▸ ARTICLE:
# # # #

Tiplet: Navigate Word’s Ribbon With Mnemonics

December 25, 2010 at 12:46 pm

Just a quick tiplet for now (after all, it’s Christmas!).

Microsoft provided a useful tool to help people work with the Ribbon in the newer versions of Word (and other programs in the MS Office suite): mnemonics. In the context of computer software, the term “mnemonics” (or “mnemonic”), derived from a Greek word that means something like “of memory,” typically applies to an underlined letter in the name of a drop-down menu; you can open a specific menu by pressing the Alt key plus the mnemonic (i.e., the underlined letter in that menu’s name). After you open a menu, you might notice underlined letters (mnemonics) in some of the command names. Once the menu is open, simply pressing a mnemonic — without also pressing the Alt key — executes a particular command.

With respect to the Ribbon, mnemonics operate a little differently. Pressing the Alt key by itself produces a series of mnemonics that appear as numbers or letters (or a combination of both) within white boxes. Initially, you’ll see letters below each tab of the Ribbon, as well as numbers designating icons on the Quick Access Toolbar (QAT).[1] The mnemonics for the built-in tabs [2] are:

Home Tab — H
Insert Tab — N
Page Layout Tab — P
References Tab — S
Mailings Tab — M
Review Tab — R
View Tab — W
Developer Tab — L
Add-Ins Tab — X

To bring a specific tab to the forefront, press the mnemonic for that tab. When the tab becomes active, you’ll see another series of mnemonics, this time representing commands on that tab. Tabs that contain groups with dialog launchers also display mnemonics that you can use to open a dialog box. For instance, if you press Alt P to bring the Page Layout tab to the forefront, you can launch the Page Setup dialog by pressing SP (without simultaneously pressing the Alt key).

# # # #

▸ SET TASKS:
1. Reproduce the passage of the Word Ribbon mnemonics tiplet between "Home Tab — H" and "the Alt key).", inclusive.
2. Continue the Word Ribbon mnemonics tiplet from its final sentence.

▸ DATA SECTION:
# # # #

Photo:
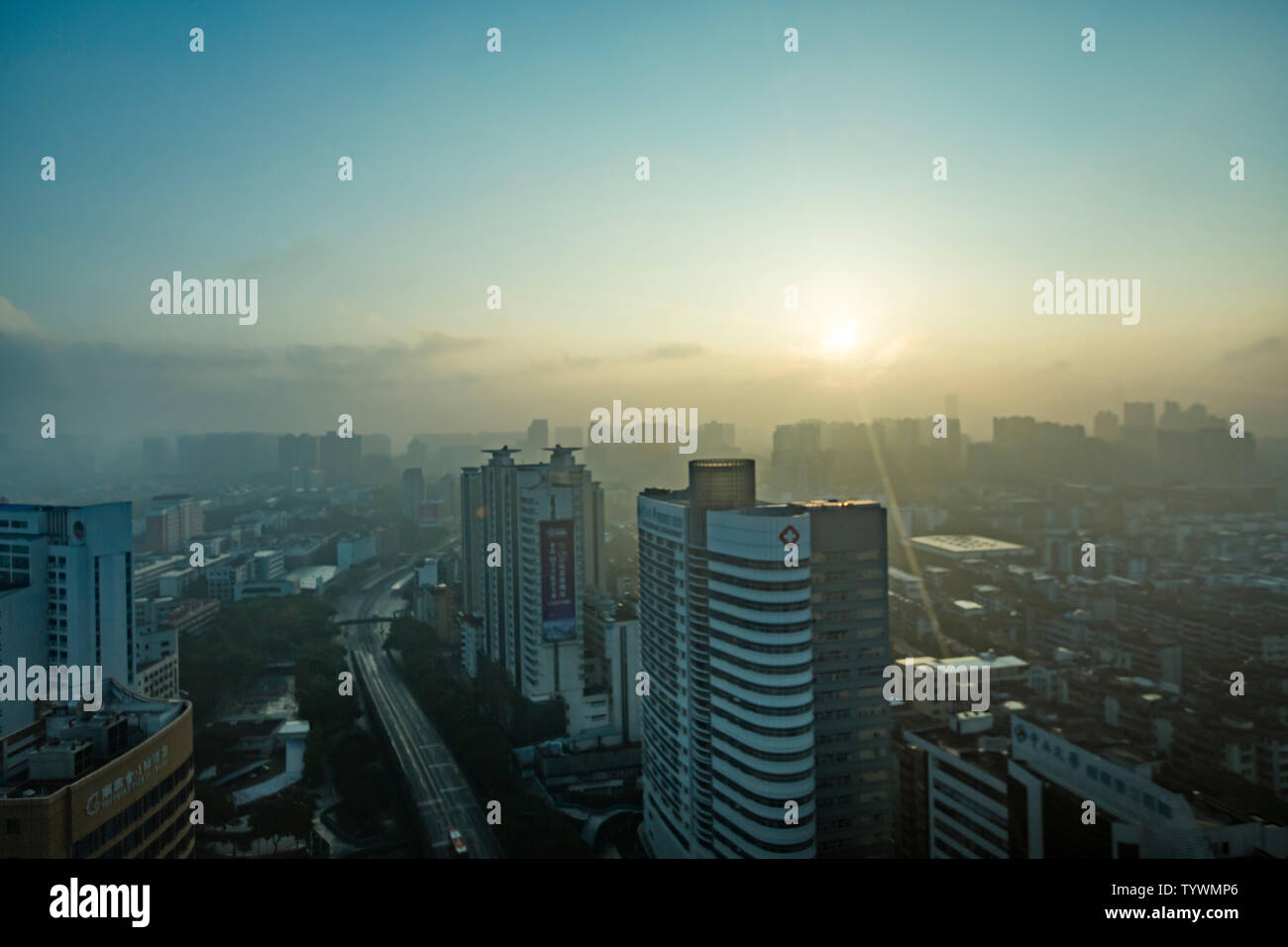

# # # #

▸ ANSWERS PROVIDED:
1.
Home Tab — H
Insert Tab — N
Page Layout Tab — P
References Tab — S
Mailings Tab — M
Review Tab — R
View Tab — W
Developer Tab — L
Add-Ins Tab — X

To bring a specific tab to the forefront, press the mnemonic for that tab. When the tab becomes active, you’ll see another series of mnemonics, this time representing commands on that tab. Tabs that contain groups with dialog launchers also display mnemonics that you can use to open a dialog box. For instance, if you press Alt P to bring the Page Layout tab to the forefront, you can launch the Page Setup dialog by pressing SP (without simultaneously pressing the Alt key).

2.
Note that although the letter mnemonics appear in capitals, they are not case-sensitive.

To turn off the mnemonics, you can press the Alt key again or press the Esc key.

Another quick note about using mnemonics to navigate the Ribbon: Once you have activated a tab, you can use the arrow keys to move around within that tab (and execute commands). First, press the down arrow to position the cursor inside the tab.[3] The right arrow key will move the cursor from command to command, starting at the left side of the tab and moving rightward. (After moving the cursor rightward, you can use the left arrow key to move the cursor to the left.) To execute a command, press the Enter key.

When you encounter a command with a drop-down, you can press the Alt key together with the down arrow key to open the drop-down. Press Esc to close the drop-down.

Should the cursor get “stuck” in an input fields (such as the Indent and Spacing boxes on the Page Layout tab), press the Tab key to move from field to field, just as you would do in a dialog box. If that doesn’t work for some reason, you can press the Esc key one or more times to release the cursor.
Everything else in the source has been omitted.